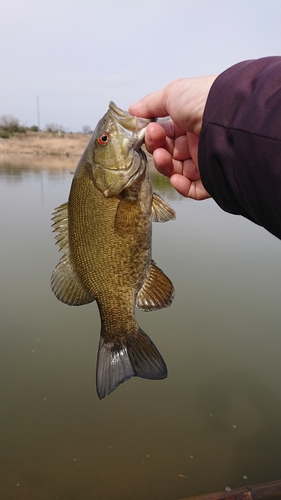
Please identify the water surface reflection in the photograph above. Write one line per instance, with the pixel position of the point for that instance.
(214, 422)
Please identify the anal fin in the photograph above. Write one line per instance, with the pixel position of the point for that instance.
(157, 290)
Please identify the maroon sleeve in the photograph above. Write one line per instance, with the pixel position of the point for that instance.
(240, 142)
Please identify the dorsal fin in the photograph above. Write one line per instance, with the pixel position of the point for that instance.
(157, 290)
(161, 210)
(65, 282)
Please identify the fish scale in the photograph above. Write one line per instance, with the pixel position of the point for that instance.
(104, 232)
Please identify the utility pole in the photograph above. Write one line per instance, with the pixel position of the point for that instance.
(38, 113)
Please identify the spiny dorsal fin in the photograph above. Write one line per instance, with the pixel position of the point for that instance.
(161, 210)
(157, 290)
(65, 282)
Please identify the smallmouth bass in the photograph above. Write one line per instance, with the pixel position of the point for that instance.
(104, 232)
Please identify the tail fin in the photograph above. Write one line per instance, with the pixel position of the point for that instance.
(135, 357)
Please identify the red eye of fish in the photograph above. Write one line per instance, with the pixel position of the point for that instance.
(103, 139)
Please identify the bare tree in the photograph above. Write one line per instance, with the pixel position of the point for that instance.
(86, 129)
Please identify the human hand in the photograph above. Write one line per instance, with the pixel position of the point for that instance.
(174, 143)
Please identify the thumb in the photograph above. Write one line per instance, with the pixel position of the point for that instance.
(151, 106)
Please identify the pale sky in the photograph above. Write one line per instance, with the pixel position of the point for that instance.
(78, 55)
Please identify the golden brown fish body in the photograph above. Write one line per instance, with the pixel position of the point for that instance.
(105, 234)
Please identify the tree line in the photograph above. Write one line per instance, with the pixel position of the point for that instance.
(9, 126)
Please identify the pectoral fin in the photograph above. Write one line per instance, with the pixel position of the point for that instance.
(125, 217)
(161, 210)
(156, 292)
(65, 282)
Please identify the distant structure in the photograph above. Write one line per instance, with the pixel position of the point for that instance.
(38, 113)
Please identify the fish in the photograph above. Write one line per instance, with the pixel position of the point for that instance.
(105, 234)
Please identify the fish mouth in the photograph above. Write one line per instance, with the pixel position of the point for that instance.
(132, 126)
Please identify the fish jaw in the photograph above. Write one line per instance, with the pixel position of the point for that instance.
(130, 125)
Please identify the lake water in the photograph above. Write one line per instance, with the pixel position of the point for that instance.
(215, 422)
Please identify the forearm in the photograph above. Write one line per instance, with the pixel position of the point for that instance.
(240, 142)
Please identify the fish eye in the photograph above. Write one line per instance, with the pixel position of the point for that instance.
(103, 139)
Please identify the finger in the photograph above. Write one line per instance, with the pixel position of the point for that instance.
(155, 137)
(189, 189)
(163, 162)
(153, 105)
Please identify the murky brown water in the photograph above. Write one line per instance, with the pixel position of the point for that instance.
(214, 422)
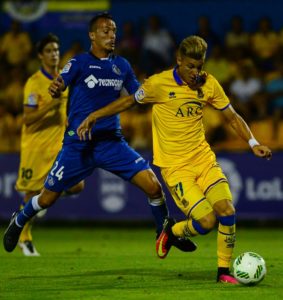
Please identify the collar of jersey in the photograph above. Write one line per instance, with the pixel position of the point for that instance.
(177, 77)
(46, 74)
(108, 58)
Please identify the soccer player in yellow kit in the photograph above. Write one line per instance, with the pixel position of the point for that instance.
(44, 121)
(188, 165)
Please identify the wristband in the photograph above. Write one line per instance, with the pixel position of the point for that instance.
(253, 142)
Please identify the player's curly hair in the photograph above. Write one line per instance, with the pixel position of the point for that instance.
(194, 47)
(50, 38)
(92, 22)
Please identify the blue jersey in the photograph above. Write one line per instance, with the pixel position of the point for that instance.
(94, 83)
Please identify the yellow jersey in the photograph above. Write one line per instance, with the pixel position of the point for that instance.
(177, 112)
(42, 140)
(47, 133)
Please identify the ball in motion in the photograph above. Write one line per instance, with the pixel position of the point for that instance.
(249, 268)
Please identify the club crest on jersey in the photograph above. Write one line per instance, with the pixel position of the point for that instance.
(32, 99)
(91, 81)
(116, 70)
(139, 95)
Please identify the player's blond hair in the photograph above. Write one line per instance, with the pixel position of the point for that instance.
(194, 47)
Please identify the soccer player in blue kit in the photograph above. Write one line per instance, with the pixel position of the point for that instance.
(95, 79)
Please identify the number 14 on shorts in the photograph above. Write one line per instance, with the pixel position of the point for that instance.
(57, 173)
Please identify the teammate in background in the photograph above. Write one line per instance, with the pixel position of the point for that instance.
(44, 122)
(188, 165)
(96, 79)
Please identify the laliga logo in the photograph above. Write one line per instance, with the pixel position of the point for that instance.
(91, 81)
(234, 178)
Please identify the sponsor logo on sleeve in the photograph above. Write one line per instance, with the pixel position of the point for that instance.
(67, 68)
(116, 70)
(32, 99)
(139, 95)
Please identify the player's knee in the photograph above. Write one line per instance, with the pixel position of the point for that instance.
(76, 189)
(207, 222)
(224, 208)
(47, 198)
(154, 190)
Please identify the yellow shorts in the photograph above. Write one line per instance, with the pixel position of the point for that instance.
(196, 187)
(34, 167)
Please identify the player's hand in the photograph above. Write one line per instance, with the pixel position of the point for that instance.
(262, 151)
(85, 127)
(56, 87)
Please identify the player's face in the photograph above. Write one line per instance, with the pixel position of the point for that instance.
(50, 55)
(188, 69)
(104, 35)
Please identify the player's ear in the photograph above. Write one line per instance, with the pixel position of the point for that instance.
(91, 36)
(178, 59)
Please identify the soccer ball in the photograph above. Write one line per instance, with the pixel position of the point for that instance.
(249, 268)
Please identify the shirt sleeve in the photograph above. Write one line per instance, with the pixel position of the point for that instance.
(70, 71)
(146, 92)
(131, 83)
(219, 99)
(31, 95)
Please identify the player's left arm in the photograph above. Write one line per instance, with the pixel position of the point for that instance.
(243, 130)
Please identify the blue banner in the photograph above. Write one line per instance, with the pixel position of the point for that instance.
(256, 185)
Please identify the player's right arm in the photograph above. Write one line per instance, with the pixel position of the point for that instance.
(33, 114)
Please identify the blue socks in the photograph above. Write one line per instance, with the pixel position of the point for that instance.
(30, 210)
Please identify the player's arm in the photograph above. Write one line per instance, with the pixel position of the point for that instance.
(243, 130)
(57, 87)
(33, 114)
(119, 105)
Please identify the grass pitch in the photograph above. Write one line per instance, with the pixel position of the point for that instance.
(100, 263)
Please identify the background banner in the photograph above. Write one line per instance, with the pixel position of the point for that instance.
(256, 184)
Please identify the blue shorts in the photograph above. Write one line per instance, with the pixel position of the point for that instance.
(77, 160)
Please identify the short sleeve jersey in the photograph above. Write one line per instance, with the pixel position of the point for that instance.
(48, 132)
(177, 113)
(94, 83)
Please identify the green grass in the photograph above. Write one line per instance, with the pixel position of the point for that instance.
(96, 263)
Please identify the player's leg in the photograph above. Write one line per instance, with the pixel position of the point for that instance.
(25, 240)
(147, 181)
(76, 189)
(69, 168)
(117, 157)
(221, 199)
(37, 203)
(190, 199)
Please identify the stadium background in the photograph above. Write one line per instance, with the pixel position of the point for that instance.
(256, 184)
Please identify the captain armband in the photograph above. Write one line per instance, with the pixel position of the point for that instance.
(253, 142)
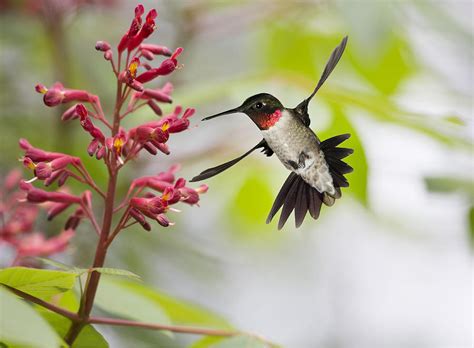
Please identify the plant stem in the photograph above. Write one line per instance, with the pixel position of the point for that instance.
(173, 328)
(87, 300)
(101, 252)
(75, 318)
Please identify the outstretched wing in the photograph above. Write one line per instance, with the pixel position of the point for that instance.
(302, 108)
(208, 173)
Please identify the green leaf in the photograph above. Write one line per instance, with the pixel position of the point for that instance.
(450, 184)
(88, 337)
(37, 282)
(359, 177)
(253, 211)
(113, 297)
(117, 272)
(386, 68)
(239, 342)
(179, 311)
(289, 47)
(21, 326)
(207, 341)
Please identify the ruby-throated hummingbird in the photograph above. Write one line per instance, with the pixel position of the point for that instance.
(317, 172)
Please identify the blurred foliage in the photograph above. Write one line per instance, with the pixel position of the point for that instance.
(289, 43)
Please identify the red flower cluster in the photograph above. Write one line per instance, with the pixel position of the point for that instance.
(18, 228)
(154, 206)
(149, 197)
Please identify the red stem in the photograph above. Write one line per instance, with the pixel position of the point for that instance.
(87, 300)
(173, 328)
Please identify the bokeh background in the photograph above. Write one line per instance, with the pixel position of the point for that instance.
(388, 266)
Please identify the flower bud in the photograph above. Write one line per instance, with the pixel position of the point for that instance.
(155, 49)
(108, 55)
(147, 54)
(102, 46)
(155, 107)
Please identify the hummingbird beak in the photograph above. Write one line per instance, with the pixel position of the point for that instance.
(231, 111)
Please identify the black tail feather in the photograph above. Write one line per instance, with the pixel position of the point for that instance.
(301, 206)
(297, 195)
(280, 199)
(334, 155)
(289, 202)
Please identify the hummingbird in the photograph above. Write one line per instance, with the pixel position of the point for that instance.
(317, 169)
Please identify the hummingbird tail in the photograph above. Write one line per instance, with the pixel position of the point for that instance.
(333, 156)
(296, 194)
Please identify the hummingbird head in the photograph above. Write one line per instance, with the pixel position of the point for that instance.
(263, 109)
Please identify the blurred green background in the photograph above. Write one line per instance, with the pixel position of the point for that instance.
(388, 265)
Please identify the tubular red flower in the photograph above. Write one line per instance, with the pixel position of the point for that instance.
(155, 107)
(156, 49)
(166, 67)
(133, 30)
(157, 95)
(135, 214)
(37, 245)
(35, 195)
(102, 46)
(145, 31)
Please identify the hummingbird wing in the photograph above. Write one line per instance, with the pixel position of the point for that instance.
(302, 108)
(208, 173)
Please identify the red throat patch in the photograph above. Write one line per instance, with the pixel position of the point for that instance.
(267, 121)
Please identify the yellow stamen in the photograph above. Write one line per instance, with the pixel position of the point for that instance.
(165, 126)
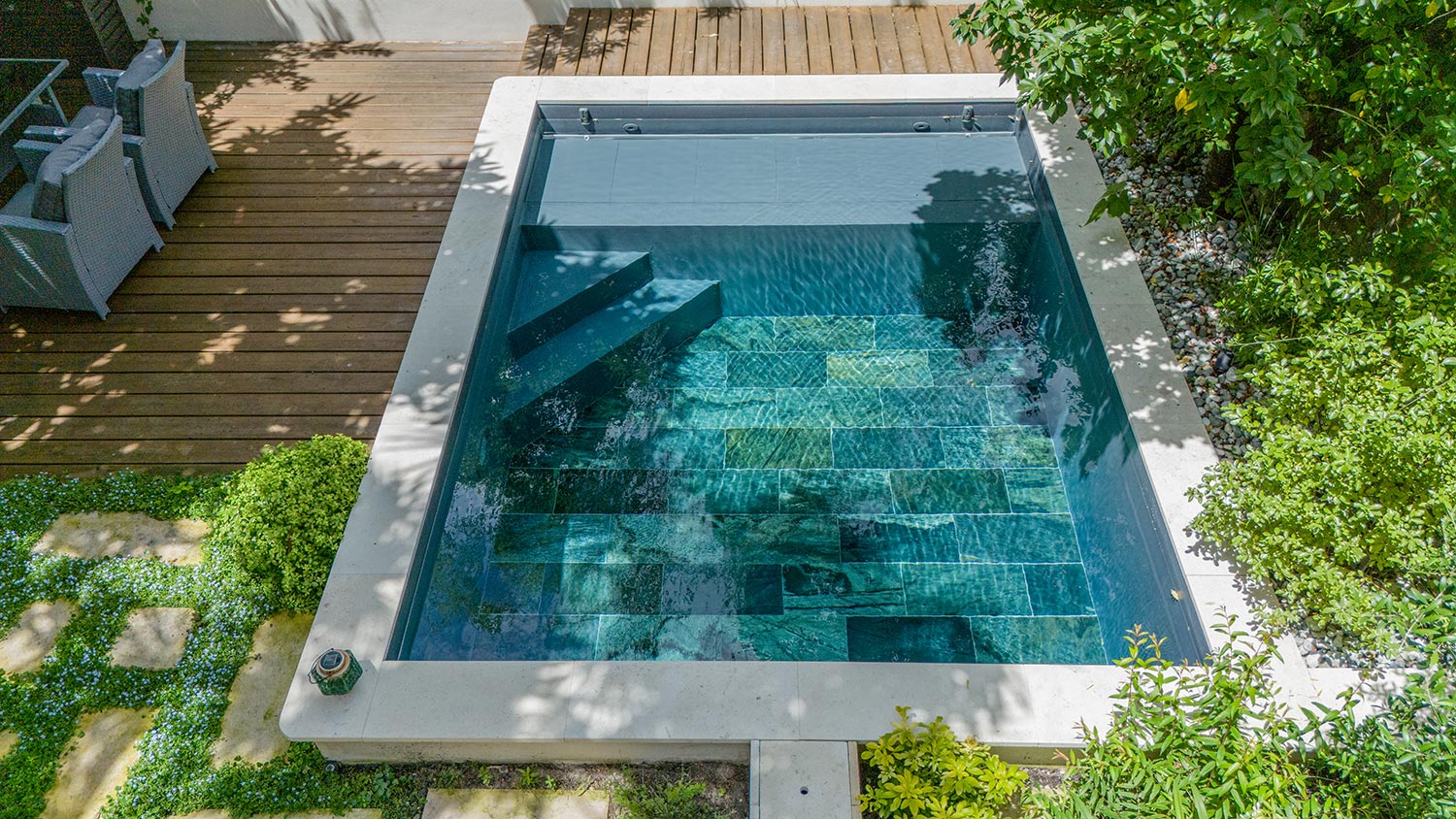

● ● ● ●

> _What is asked_
Copy out, unchanged, every line from the one holding "Please identify the yellow stamen" through the last line above, both included, and leave the pictures out.

> _Output below_
Please identify the yellow stamen in the photograph above. Write one line per instance, with the pixel position of the point for that instance.
(165, 126)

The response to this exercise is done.